This means that the lth auxiliary cluster function \(\bar {f}_l\) is constant on the set \(\bar {S}_1\), and any point from this set is a global maximizer of this function. In general, a local search method terminates at any of these points. Therefore, starting points for solving the auxiliary clustering problem (7.4) should not be chosen from the set \(\bar {S}_1\).

We introduce a special procedure which allows one to select starting points from the set \(\bar {S}_2\). Take any \(\mathbf {y} \in \bar {S}_2\) and consider the sets B i(y), i = 1, 2, 3 defined in (4.30). Then the set A can be divided into two subsets \(\bar {B}_{12}(\mathbf { y})\) and \(\bar {B}_3(\mathbf {y})\), where

$$\displaystyle \begin{aligned} \bar{B}_{12}(\mathbf{y})= B_1(\mathbf{y}) \cup B_2(\mathbf{y}) \quad \mbox{and} \quad \bar{B}_3(\mathbf{y}) = B_3(\mathbf{y}). \end{aligned} $$
(7.9)

The set \(\bar {B}_3(\mathbf {y})\) contains all data points a ∈ A which are closer to the point y than to their cluster centers, and the set \(\bar {B}_{12}(\mathbf {y})\) contains all other data points. Since \(\mathbf {y} \in \bar {S}_2\) the set \(\bar {B}_3(\mathbf {y}) \neq \emptyset \). Furthermore,

$$\displaystyle \begin{aligned}\bar{B}_{12}(\mathbf{y}) \cap \bar{B}_3(\mathbf{y}) = \emptyset \quad \mbox{and}\quad A= \bar{B}_{12}(\mathbf{y})\cup \bar{B}_3(\mathbf{ y}).\end{aligned}$$

Figure 7.3 depicts the set \(\bar {B}_3(\mathbf {y})\) for a given y (black ball). There are two clusters in this data set and their centers are shown by “red” circles. The set \(\bar {B}_3(\mathbf {y})\) contains all “yellow” data points and the set \(\bar {B}_{12}(\mathbf {y})\) contains the rest of the data set.

Fig. 7.3
figure 3

Illustration of sets \(\bar {B}_{12}(\mathbf {y})\) and \(\bar {B}_3(\mathbf {y})\)

##########

- [Stated task]: Please write out the clustering passage above word for word, between "Figure 7.3 depicts" and "the data set.", inclusive.

- [Supplied records]:
##########

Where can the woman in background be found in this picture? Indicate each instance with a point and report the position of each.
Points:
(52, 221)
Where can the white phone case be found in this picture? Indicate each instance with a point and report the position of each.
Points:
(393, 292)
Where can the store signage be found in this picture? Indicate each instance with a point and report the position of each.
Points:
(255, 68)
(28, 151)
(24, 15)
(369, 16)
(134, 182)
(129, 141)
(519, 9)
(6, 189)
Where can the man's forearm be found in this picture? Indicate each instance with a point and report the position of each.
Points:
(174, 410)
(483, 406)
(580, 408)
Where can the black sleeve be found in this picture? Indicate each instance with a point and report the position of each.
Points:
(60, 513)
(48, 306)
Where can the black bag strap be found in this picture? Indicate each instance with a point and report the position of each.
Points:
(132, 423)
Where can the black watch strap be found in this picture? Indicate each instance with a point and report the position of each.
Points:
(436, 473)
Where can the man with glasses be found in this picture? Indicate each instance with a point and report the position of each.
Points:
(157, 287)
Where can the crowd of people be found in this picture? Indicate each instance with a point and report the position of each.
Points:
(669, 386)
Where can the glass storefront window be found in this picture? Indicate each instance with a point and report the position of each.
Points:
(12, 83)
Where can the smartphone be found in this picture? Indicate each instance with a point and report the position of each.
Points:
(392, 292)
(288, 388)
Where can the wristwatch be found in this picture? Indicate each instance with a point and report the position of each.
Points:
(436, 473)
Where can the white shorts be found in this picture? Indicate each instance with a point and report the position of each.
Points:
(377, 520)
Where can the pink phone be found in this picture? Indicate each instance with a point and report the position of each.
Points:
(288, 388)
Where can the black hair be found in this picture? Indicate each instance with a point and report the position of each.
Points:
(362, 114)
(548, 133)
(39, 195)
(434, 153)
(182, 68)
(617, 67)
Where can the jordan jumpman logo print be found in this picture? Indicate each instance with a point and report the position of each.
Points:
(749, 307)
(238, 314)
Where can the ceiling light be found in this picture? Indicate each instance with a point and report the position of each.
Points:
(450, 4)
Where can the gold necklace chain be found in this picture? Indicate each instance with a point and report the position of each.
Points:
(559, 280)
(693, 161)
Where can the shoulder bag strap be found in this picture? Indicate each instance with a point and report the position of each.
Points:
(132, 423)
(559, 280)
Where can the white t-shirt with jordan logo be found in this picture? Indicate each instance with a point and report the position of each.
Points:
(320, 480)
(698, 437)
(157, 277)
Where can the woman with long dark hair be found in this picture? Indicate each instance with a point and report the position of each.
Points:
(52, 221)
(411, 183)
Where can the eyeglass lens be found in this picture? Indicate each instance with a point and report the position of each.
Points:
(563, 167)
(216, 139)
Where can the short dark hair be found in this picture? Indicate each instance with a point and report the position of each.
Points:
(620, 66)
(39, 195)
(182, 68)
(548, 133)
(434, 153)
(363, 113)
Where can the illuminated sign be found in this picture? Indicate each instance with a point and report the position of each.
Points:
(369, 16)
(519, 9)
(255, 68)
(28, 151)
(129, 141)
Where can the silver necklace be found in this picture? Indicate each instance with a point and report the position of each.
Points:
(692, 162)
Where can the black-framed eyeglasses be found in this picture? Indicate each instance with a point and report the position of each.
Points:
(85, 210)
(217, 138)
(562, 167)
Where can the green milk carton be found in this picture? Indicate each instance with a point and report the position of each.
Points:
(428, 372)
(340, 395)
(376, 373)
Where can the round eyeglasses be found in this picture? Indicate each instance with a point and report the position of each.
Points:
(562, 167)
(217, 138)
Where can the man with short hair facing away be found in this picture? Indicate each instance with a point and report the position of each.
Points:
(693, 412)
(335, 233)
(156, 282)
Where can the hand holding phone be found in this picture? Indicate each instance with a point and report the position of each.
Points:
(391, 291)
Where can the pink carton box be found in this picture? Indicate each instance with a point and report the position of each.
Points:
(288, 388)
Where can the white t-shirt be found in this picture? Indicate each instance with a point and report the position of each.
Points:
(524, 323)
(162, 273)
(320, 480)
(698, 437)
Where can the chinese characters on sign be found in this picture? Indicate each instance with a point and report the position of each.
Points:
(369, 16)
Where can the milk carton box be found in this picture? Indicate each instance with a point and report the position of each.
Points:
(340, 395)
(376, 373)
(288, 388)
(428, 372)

##########

- [Solution for this problem]:
Figure 7.3 depicts the set \(\bar {B}_3(\mathbf {y})\) for a given y (black ball). There are two clusters in this data set and their centers are shown by “red” circles. The set \(\bar {B}_3(\mathbf {y})\) contains all “yellow” data points and the set \(\bar {B}_{12}(\mathbf {y})\) contains the rest of the data set.